Holmes’ ‘disgrace’—his morphine
addiction exposed—puts him in inpatient treatment, during which time his
widowed mother died. ‘Cured and discharged’ after six months’ treatment but
with nothing to go home to, Holmes makes a new start in Chicago.
The young man’s verve, imagination
and charm get him back on track in a new home, with a girlfriend (Loretta
Young) and salt-of-the-earth friends, and a job at an industrial laundry. He
finds a purpose in life and the chance to make a difference. He convinces the
laundry owner (Grant Mitchell) to install a labor-saving device which improves
efficiency and the company’s bottom line, though on the condition that none
lose their jobs. He marries and starts a family.
Richard Barthelmess, Robert Barrat, Loretta Young and Aline MacMahon in Heroes for Sale. |
But everyone does not live happily
ever after.
A national chain takes over the
laundry. The new owners adopt the plant’s labor-saving innovations nationwide
and lay off the redundant work force. Holmes’ efforts to help the workers lose
him his job and his wife; he gets a five-year prison term for a crime he did
not commit from a society jittery about ‘anarchists’ and political radicals.

+===+

Complete the following:
- a) Answer these from the plot summary of Heroes for Sale, one line each:
(i) How long does Holmes spend in treatment before being discharged?
(ii) Who plays the laundry owner?
(iii) What prison sentence does Holmes receive?
- b) Carry the plot summary of Heroes for Sale forward, picking up after its final sentence.

+===+

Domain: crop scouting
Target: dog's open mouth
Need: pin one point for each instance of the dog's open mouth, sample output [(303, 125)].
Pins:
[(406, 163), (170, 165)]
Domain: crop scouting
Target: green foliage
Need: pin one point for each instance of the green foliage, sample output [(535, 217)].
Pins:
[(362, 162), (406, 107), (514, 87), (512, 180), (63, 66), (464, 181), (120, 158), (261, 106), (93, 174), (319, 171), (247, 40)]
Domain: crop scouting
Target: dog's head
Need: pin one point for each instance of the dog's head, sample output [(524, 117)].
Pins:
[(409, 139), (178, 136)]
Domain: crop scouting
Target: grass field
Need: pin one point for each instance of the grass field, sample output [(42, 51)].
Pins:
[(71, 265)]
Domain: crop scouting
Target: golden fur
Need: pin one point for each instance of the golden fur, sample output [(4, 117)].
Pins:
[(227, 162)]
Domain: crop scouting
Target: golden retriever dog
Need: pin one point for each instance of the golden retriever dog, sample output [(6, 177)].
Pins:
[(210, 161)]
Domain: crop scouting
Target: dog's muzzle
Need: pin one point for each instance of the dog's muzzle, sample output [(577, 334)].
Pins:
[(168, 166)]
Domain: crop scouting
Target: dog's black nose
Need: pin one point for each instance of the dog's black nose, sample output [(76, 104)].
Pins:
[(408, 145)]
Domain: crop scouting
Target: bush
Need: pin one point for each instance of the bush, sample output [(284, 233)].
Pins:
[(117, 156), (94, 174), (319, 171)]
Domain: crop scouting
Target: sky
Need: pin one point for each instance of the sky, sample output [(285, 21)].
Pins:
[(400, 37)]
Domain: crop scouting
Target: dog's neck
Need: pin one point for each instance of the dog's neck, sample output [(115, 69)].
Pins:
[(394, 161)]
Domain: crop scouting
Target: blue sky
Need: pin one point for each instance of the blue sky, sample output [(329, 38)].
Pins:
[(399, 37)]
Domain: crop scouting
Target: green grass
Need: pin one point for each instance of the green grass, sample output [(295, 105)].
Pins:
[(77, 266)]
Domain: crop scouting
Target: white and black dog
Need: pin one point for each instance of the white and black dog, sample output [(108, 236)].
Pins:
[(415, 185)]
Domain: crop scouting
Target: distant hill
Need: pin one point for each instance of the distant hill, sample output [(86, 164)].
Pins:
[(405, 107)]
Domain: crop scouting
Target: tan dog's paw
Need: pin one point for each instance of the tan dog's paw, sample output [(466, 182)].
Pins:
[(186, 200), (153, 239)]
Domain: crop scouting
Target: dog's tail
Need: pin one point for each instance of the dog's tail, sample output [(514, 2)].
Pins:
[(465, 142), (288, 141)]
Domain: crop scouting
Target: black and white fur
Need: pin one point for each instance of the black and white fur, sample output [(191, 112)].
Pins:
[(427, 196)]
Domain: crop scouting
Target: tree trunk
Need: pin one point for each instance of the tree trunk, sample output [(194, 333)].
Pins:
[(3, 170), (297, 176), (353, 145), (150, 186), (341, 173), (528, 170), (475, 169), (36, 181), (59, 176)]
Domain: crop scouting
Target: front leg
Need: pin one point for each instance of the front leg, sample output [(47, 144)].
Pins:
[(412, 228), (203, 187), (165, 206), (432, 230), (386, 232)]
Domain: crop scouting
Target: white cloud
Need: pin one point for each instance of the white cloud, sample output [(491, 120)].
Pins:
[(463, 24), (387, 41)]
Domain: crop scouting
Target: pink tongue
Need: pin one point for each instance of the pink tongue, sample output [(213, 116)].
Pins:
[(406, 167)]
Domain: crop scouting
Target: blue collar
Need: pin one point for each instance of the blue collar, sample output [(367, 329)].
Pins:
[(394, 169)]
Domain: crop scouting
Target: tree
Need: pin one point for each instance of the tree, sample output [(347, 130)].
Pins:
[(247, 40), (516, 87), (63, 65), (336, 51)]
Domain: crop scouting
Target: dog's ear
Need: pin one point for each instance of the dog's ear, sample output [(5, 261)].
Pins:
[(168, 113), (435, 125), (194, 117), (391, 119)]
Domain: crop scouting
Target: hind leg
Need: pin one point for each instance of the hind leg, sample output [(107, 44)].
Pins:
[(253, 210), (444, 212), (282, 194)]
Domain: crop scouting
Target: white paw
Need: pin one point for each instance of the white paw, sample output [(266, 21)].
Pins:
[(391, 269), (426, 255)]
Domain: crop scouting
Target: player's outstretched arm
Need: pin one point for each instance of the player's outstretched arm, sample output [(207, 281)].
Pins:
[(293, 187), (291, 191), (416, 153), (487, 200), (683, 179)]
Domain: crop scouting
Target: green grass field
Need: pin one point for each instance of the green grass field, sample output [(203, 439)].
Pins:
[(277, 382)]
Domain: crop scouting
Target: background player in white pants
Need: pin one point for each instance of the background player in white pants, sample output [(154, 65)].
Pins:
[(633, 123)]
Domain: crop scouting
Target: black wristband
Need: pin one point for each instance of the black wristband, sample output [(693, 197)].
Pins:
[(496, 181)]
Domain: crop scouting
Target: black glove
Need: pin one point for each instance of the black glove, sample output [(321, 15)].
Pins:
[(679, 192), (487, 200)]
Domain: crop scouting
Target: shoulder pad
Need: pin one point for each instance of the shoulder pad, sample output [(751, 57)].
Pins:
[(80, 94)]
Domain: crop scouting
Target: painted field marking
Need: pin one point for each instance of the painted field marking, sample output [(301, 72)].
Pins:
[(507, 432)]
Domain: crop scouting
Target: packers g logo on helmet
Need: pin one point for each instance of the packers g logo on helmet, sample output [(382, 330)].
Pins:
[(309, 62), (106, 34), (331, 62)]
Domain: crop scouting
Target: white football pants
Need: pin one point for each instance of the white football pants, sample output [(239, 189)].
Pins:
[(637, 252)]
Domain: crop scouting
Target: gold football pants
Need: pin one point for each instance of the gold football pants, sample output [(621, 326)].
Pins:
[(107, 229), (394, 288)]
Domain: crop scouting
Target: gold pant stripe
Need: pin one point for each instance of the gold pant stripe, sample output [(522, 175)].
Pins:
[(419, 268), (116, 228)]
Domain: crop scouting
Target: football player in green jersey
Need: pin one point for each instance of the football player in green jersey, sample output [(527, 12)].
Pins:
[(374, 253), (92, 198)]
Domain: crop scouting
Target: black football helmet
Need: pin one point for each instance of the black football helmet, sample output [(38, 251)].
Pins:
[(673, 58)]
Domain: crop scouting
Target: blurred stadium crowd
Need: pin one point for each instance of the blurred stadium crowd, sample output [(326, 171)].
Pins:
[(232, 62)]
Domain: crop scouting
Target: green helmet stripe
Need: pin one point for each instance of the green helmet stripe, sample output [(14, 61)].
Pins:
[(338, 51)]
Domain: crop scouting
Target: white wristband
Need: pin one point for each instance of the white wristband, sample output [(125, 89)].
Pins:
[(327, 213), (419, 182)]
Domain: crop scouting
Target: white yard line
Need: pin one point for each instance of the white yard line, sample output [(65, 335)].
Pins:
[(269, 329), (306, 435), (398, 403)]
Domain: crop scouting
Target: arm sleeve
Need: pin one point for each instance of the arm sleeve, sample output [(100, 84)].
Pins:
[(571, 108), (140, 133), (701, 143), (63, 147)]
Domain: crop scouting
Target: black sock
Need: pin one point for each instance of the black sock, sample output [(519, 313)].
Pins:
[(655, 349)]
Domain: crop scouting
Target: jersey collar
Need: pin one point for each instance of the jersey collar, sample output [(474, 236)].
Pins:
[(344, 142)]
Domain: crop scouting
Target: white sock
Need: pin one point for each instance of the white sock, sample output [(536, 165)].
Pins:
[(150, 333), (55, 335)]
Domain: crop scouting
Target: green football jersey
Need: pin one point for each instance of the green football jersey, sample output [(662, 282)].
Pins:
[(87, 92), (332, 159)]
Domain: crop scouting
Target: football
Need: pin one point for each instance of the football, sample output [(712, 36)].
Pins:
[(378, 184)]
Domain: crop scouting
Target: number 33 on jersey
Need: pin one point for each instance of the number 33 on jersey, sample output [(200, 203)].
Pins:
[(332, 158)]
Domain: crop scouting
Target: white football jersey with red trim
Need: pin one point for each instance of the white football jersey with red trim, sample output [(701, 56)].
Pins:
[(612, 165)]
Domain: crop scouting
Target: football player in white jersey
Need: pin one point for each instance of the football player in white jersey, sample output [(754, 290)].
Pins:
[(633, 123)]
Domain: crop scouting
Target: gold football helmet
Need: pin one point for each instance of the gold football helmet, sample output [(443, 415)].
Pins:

+===+

Task results:
- a)
(i) Six months.
(ii) Grant Mitchell.
(iii) A five-year prison term.

- b)
After his release from prison, the local police ‘Red Squad’ run him out of town
among the army of homeless unemployed veterans.
This broad sweep of early twentieth
century American history takes place in little more than an hours’ running
time. The story spoke to the heart of audiences during the most severe period
of the Great Depression, and has a folksy ‘Joe Hill’ ending.
Wellman slipped memorable devils in
the works, such as Holmes’ drug dealer (Tammany Young) and the surly pair of
snap-brimmed Red Squad officers (Robert Elliott and Charles C. Wilson).
In the
establishing scene before Holmes is forced to leave town, an eight-column RED
RIOT WRECKS MACHINE SHOP headline splashes across the screen and the
Red Squad grab several Italian-speaking men unrelated to Holmes’ story from
their homes and off the street: mustaches were the old turbans.
The craven Winston and his sanctimonious
bank president father (Berton Churchill) are less devils than weak characters
in a low circle of hell.
Barthelmess’ Holmes leads the
angels as a Tom Hanks-like character, with the lovely Loretta Young as his wife
Ruth. Character actor Robert Barrat’s ‘Max’ Brinker is a stereotypical
comically overbearing German immigrant who vents his disapproval with a
clicking tongue—a ‘Red’ until his revolutionary invention makes him a white
spats-wearing, cigar-smoking capitalist.
The real treat is the wise-cracking
Aline MacMahon as Mary Dennis who, with her old codger father, Pa Dennis
(Charley Grapewin, Dorothy’s Uncle Henry in The Wizard of Oz and Grandpa
Joad in The Grapes of Wrath), runs the Chicago diner with rooms upstairs
where Holmes gets his second start—homely, lonely places that could be Edward
Hopper subjects.
MacMahon has great comic timing.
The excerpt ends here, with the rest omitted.